Text:

__________

This function gives two advantages: first, it is much more efficient, but it also makes the rest of the logic easier. Instead of going through odd numbers, testing if they are prime, and if they are using them, the logic becomes simply

def calculate_perfects():
 yield 6
 primes = prime_sieve()
 for prime in primes:
 if is_mersenne_prime(prime):
 yield 2**(2*prime-1)-2**(prime-1)

This is not a lot faster because almost all of the time is spent in is_mersenne_prime, but it is cleaner and about 1% faster.

If we want actually faster performance, however, we need to look at is_mersenne_prime. Profiling reveals that 25% of the time is spent in the for i in range(prime-2) line. This is unfortunate, as there is very little to do to speed this up. However, the other 75% is in s = (s*s - 2) % mersenne_prime. While this initially appears to be a dead end, it isn't quite. It is probably obvious that the expensive operation here is the mod call, and thanks to some number theorists much smarter than me, it turns out that k % 2^n-1 is the same as k & 2^n + k>>n mod n. Since this only uses bitwise opps, it is much faster. below is an implementation.

def mod_mersenne(n, prime, mersenne_prime):
 while n > mersenne_prime:
 n = (n & mersenne_prime) + (n >> prime)
 if n == mersenne_prime:
 return 0
 return n

if we call this in is_mersenne_prime, it is over 3x as fast as before. Here is the updated is_mersenne_prime code

def is_mersenne_prime(prime):
 mersenne_prime = 2**prime - 1
 s = 4
 for _ in range(prime - 2):
 s = mod_mersenne((s*s - 2), prime, mersenne_prime)

__________

Direction A:
Repeat the passage of the text on perfect numbers from "This is not" up to and including "is an implementation.".
Direction B:
Continue the text on perfect numbers, starting immediately after its last line.

__________

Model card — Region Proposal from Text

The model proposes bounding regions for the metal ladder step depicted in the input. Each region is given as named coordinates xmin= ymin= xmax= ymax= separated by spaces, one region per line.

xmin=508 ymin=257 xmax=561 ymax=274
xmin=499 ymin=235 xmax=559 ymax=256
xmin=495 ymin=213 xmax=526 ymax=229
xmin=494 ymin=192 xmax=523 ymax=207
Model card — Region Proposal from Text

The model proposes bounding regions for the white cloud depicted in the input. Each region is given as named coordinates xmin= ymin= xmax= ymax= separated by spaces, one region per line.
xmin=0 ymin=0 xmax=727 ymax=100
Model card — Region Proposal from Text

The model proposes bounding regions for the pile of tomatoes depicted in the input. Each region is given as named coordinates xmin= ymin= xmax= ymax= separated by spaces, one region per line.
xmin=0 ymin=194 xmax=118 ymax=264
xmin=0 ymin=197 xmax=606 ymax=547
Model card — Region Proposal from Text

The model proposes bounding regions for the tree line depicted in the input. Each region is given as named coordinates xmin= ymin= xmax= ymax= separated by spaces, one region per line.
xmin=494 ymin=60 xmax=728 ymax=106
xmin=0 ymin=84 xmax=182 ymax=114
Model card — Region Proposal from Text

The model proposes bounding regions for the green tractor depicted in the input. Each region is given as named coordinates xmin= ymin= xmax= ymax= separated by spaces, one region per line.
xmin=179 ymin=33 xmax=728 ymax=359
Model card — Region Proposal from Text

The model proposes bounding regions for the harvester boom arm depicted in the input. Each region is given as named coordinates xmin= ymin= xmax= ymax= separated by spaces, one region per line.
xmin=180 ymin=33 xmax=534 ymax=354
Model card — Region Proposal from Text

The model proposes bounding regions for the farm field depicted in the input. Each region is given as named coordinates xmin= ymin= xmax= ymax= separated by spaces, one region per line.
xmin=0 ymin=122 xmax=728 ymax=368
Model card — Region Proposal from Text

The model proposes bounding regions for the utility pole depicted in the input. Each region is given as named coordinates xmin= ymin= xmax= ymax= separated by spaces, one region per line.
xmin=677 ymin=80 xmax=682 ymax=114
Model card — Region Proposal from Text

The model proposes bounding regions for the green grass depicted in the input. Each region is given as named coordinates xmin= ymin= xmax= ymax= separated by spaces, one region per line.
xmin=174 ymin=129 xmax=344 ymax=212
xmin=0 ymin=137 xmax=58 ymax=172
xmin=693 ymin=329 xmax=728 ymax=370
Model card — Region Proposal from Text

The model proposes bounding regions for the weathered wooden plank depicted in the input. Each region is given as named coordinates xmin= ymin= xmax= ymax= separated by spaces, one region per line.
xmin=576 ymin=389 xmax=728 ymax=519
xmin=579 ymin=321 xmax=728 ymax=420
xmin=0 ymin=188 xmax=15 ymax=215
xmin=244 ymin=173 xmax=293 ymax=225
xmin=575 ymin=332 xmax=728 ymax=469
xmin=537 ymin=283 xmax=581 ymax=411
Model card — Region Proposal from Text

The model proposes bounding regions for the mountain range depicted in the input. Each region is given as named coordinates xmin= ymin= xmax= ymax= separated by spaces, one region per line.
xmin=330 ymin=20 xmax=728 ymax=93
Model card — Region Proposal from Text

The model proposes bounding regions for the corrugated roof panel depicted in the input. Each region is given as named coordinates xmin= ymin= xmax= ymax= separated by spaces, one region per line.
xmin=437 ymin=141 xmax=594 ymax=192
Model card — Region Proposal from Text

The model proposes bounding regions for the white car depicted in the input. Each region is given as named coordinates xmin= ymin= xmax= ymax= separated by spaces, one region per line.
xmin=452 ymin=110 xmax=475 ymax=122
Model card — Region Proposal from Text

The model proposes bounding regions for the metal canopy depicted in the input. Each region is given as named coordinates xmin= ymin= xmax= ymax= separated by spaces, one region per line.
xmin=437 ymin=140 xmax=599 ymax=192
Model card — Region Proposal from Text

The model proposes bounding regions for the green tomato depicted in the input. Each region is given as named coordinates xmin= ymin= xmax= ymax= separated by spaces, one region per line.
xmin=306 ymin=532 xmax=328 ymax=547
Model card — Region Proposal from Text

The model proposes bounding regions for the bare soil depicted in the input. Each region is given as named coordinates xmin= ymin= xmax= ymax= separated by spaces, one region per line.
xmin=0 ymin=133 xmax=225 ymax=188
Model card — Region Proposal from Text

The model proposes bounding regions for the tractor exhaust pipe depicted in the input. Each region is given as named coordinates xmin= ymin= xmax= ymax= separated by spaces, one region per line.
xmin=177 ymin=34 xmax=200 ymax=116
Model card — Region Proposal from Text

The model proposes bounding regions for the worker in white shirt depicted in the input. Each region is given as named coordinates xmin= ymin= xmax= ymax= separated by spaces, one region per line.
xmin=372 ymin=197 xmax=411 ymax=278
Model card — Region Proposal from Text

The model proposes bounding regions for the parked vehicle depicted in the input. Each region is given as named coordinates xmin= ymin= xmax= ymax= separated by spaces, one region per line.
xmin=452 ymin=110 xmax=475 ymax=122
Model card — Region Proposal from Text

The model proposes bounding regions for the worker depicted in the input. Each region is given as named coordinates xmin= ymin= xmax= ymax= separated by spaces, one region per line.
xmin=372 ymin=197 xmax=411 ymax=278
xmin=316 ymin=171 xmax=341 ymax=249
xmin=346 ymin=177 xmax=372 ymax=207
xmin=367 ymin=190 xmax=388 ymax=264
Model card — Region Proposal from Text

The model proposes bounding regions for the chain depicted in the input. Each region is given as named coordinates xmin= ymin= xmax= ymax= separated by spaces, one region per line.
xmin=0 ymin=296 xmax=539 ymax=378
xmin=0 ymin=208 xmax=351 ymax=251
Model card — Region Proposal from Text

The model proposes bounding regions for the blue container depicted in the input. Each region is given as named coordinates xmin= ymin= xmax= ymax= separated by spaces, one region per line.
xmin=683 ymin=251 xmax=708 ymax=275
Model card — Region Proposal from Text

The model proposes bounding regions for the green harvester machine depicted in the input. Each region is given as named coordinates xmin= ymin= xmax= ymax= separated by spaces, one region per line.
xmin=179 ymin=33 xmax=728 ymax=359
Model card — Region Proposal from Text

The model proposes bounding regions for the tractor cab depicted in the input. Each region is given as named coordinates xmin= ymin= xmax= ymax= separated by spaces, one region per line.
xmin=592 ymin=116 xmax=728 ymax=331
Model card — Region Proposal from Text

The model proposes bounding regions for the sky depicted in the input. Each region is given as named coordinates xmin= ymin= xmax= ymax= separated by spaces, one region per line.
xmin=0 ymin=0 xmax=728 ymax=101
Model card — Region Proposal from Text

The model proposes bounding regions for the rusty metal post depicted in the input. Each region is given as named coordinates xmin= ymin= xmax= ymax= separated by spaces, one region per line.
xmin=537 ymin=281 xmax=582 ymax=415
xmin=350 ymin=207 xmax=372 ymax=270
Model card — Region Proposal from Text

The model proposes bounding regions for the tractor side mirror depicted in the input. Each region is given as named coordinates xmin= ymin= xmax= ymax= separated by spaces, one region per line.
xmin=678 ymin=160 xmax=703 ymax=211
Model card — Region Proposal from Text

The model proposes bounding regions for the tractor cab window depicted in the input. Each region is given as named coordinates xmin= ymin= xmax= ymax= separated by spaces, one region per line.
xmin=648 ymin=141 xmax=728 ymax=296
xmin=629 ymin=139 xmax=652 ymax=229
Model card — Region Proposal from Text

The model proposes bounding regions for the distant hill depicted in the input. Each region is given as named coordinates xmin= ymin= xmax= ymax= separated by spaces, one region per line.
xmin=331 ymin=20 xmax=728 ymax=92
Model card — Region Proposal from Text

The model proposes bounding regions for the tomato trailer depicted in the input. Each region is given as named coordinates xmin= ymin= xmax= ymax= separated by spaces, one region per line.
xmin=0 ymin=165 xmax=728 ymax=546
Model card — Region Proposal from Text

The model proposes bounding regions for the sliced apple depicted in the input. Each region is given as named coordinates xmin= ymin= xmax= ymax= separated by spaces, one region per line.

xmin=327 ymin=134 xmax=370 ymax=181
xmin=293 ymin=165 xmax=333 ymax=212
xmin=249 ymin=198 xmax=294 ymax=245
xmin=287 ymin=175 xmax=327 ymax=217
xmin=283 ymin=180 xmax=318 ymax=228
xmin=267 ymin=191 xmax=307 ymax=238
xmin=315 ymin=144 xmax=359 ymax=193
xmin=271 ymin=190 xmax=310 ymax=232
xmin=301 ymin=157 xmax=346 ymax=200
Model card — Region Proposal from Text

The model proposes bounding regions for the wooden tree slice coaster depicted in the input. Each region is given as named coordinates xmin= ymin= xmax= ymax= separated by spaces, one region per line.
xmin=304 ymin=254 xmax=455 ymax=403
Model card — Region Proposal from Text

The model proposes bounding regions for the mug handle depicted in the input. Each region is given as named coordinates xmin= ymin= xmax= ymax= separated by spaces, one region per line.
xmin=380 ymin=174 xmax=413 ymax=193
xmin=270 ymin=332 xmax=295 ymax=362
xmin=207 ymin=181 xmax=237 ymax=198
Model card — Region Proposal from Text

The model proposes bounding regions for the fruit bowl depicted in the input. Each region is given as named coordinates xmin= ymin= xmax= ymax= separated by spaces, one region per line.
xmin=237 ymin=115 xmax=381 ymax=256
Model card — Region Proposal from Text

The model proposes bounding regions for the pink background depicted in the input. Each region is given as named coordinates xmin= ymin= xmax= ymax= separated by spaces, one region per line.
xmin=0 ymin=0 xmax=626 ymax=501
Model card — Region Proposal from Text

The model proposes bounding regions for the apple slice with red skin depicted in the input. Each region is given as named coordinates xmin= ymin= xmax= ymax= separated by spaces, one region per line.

__________

Expected output A:
This is not a lot faster because almost all of the time is spent in is_mersenne_prime, but it is cleaner and about 1% faster.

If we want actually faster performance, however, we need to look at is_mersenne_prime. Profiling reveals that 25% of the time is spent in the for i in range(prime-2) line. This is unfortunate, as there is very little to do to speed this up. However, the other 75% is in s = (s*s - 2) % mersenne_prime. While this initially appears to be a dead end, it isn't quite. It is probably obvious that the expensive operation here is the mod call, and thanks to some number theorists much smarter than me, it turns out that k % 2^n-1 is the same as k & 2^n + k>>n mod n. Since this only uses bitwise opps, it is much faster. below is an implementation.

Expected output B:
 return s == 0

On my computer this takes 5.2 instead of 16.4 seconds to generate the first 16 perfect numbers.

The next improvement we can get comes from using multiple processes. Each time is_mersenne_prime is run, it is run with information that doesn't depend on any other run. As such, we can test several numbers at a time. Here is the code that does this.

from itertools import count, compress
from multiprocessing import Pool
def calculate_perfects():
 yield 6
 primes = prime_sieve()
 pool = Pool(processes=8)
 while True:
 next_primes = [next(primes) for _ in range(8)]
 is_mersenne = pool.map(is_mersenne_prime, next_primes)
 for prime in compress(next_primes, is_mersenne):
 yield 2**(2*prime-1)-2**(prime-1)

This code is a little uglier, two lines longer, but can calculate the first 20 mersenne primes in 2.3 seconds (1.5 on pypy3)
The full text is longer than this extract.